* _Task statement_
Edit the part of the records that opens with the line containing "Reviewer note: confirm one keypoint per instance of the man" and closes with the end of the records, swapping "row of chairs" for "row of benches" and keeping every other character the same. Reproduce only that part.

----

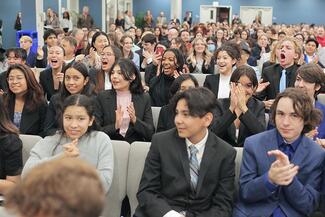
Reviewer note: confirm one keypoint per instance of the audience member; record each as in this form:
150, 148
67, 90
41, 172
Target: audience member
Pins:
75, 81
77, 138
240, 115
281, 168
60, 188
10, 151
124, 113
202, 165
25, 100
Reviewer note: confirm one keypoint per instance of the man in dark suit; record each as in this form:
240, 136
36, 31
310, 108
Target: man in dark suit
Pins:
189, 171
272, 75
281, 168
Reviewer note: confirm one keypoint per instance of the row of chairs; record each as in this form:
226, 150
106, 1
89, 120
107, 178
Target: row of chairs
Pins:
128, 166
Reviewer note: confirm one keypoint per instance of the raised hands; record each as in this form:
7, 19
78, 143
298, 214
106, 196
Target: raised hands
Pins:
71, 149
281, 172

----

* _Reply_
Reviewer note: confirm one keypoint per instance of the man in dark suit; record each as in this form:
240, 136
36, 31
310, 108
Target: man in dark suit
Pins:
189, 171
272, 75
281, 168
Reviewer note: confirm one keypoint per instance of the row of benches; record each as in this form:
226, 150
106, 1
89, 120
107, 178
Target: row of benches
Pins:
128, 166
Reviewer note: confirm one keypoint per instance of the raised hands; record each as in this form:
7, 19
78, 143
298, 214
106, 196
Target: raised hands
Pins:
71, 149
281, 172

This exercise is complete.